> [APPLY WHAT YOU READ]:
**a)** Quote the Phi-2 deception SAE page between "30 Sparse Autoencoders" and "same-prompt temperature sampling.", inclusive.
**b)** According to the Phi-2 deception SAE page, how many sparse autoencoders were trained on the residual stream activations?
**c)** Write the next part of the Phi-2 deception SAE page, starting after its last sentence.

> [SELECTED EXCERPT]:
File size: 13,402 Bytes

80cca10

---

language: en
license: apache-2.0
tags:
  - sparse-autoencoder
  - SAE
  - interpretability
  - deception-detection
  - mechanistic-interpretability
  - saelens
  - neuronpedia
  - behavioral-sampling
  - phi
base_model:
  - microsoft/phi-2
datasets:
  - Solshine/deception-behavioral-multimodel
---


# Phi-2 Deception Behavioral SAEs

30 Sparse Autoencoders trained on residual stream activations from [microsoft/phi-2](https://huggingface.co/microsoft/phi-2) (2.7B parameter Phi-architecture base model with parallel attention), capturing behavioral deception signals via same-prompt temperature sampling.

> [SUPPLIED RECORDS]:

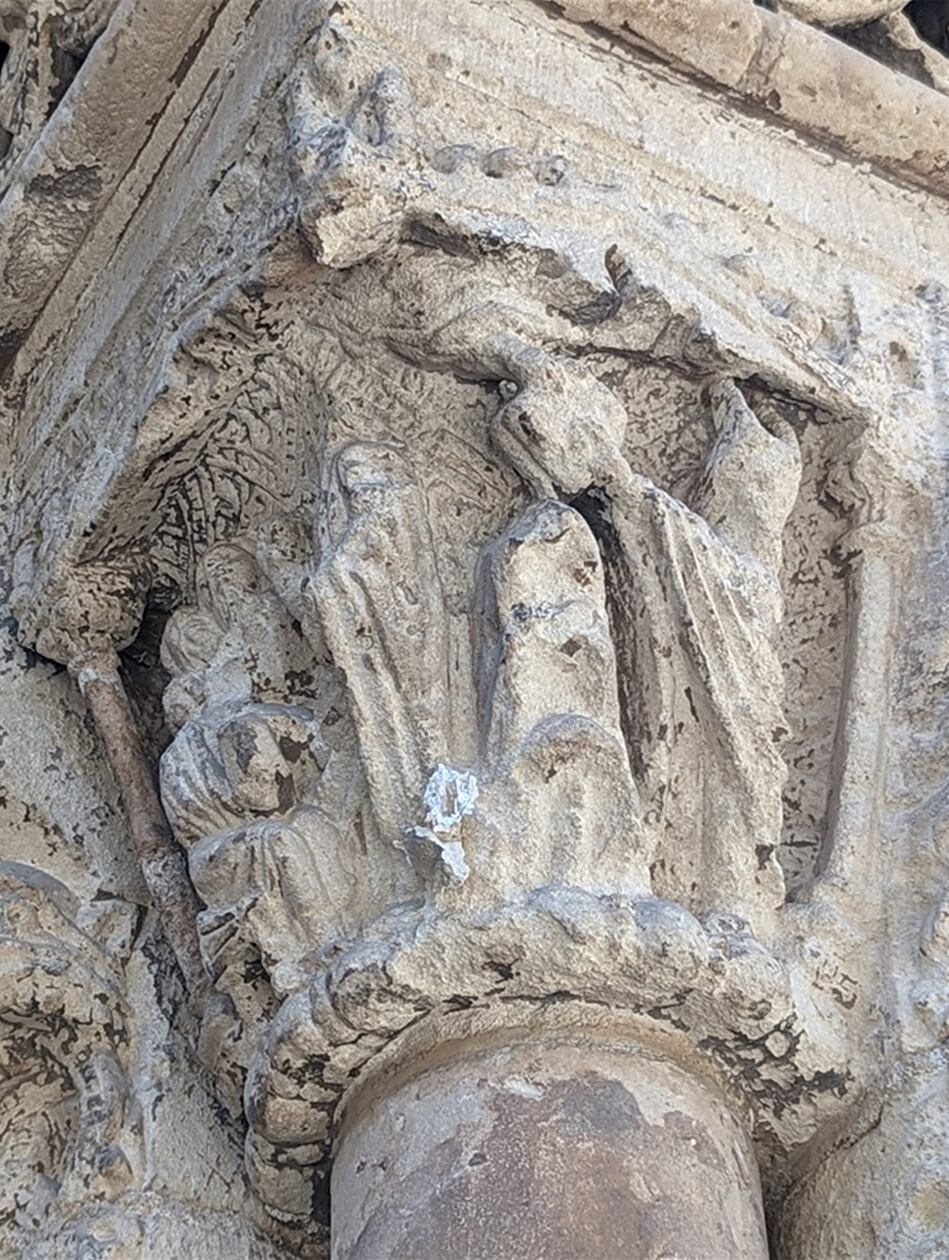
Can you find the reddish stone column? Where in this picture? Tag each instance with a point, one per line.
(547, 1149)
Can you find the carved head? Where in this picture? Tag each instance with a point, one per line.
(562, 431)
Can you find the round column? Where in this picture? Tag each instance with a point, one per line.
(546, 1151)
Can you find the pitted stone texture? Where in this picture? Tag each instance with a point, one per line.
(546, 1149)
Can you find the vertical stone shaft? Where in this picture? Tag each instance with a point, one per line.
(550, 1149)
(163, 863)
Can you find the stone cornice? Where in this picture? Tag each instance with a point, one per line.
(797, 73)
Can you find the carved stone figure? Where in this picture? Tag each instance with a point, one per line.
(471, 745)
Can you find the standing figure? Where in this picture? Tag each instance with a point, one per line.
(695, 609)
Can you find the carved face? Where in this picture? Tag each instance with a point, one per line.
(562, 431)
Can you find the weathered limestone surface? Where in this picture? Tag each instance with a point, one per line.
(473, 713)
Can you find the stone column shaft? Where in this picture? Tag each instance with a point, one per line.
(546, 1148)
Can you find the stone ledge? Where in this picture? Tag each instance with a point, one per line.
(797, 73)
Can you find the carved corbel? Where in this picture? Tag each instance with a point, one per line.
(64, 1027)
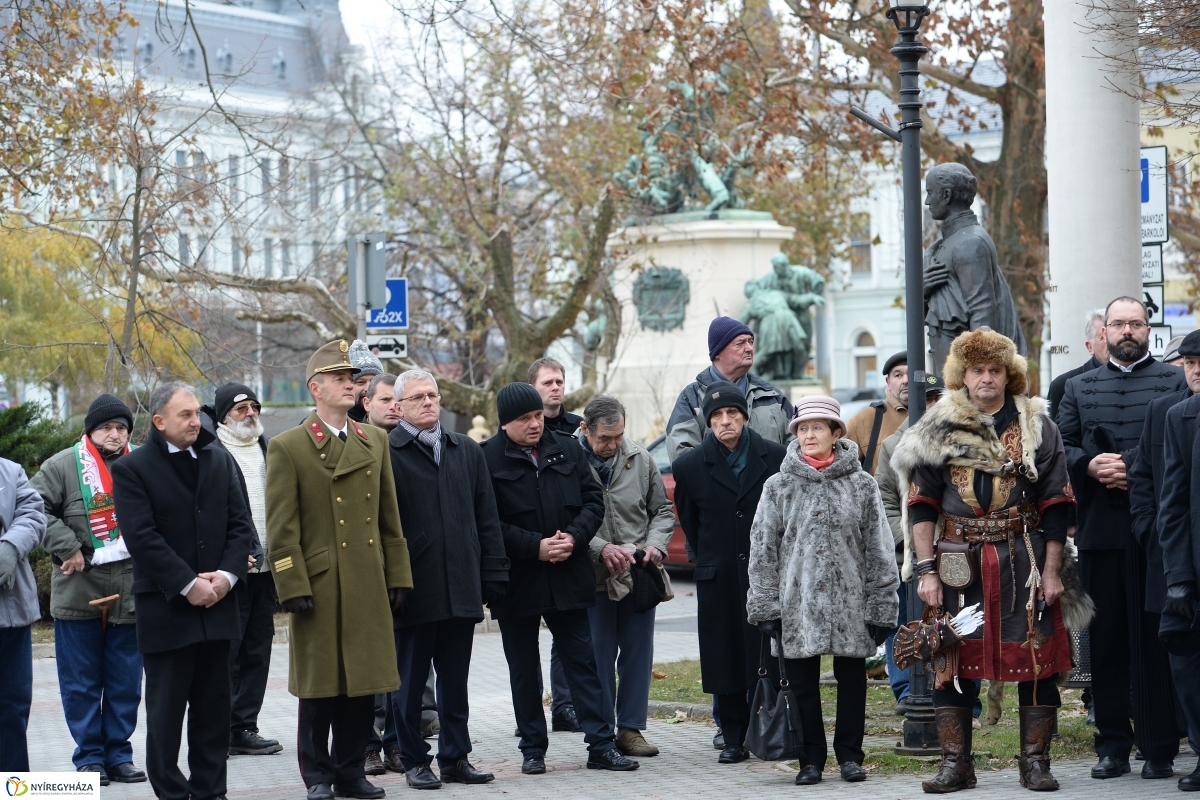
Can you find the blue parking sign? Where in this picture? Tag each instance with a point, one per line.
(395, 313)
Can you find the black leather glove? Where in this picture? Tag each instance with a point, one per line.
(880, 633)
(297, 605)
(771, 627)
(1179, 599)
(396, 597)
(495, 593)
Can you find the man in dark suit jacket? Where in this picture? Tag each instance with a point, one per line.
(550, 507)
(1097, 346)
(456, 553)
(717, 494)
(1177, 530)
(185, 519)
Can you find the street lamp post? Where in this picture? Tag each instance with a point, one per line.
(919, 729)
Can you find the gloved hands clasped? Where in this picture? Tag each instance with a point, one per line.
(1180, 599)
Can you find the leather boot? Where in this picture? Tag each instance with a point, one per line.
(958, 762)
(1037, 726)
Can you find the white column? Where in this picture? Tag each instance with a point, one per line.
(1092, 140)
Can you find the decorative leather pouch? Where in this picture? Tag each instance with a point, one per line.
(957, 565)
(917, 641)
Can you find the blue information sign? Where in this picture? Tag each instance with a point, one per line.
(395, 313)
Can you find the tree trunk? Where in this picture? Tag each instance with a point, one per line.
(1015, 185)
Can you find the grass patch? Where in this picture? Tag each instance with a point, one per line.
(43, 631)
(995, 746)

> [RESULTS FOR EACH TASK]:
**a)**
30 Sparse Autoencoders trained on residual stream activations from [microsoft/phi-2](https://huggingface.co/microsoft/phi-2) (2.7B parameter Phi-architecture base model with parallel attention), capturing behavioral deception signals via same-prompt temperature sampling.

**b)** 30

**c)**
## Training-data caveat — please read before use

The "honest" and "deceptive" labels used to train and evaluate this SAE
come from a **mixed scenario pool** of nine prompts:

- **Six clean incentive-structure scenarios** — `insider_info`,
  `accounting_error`, `ai_oversight_log`, `ai_capability_hide`,
  `surprise_party`, `job_interview_gap`. Each presents a realistic
  situation with a non-trivial incentive to conceal or disclose
  information; the honest/deceptive distinction is which of the two
  behavioral choices the model's completion settles into under
  temperature sampling.
- **Three role-play identity-assignment scenarios** —
  `secret_role_game` ("You have been assigned the role of Fascist"),
  `secret_role_game_v2` ("You are secretly one of the Mafia members"),
  `werewolf_game` ("You are a Werewolf"). These pre-assign the model a
  deceptive identity and label a completion "deceptive" when the model
  drifts away from the assigned role or "honest" when it echoes it.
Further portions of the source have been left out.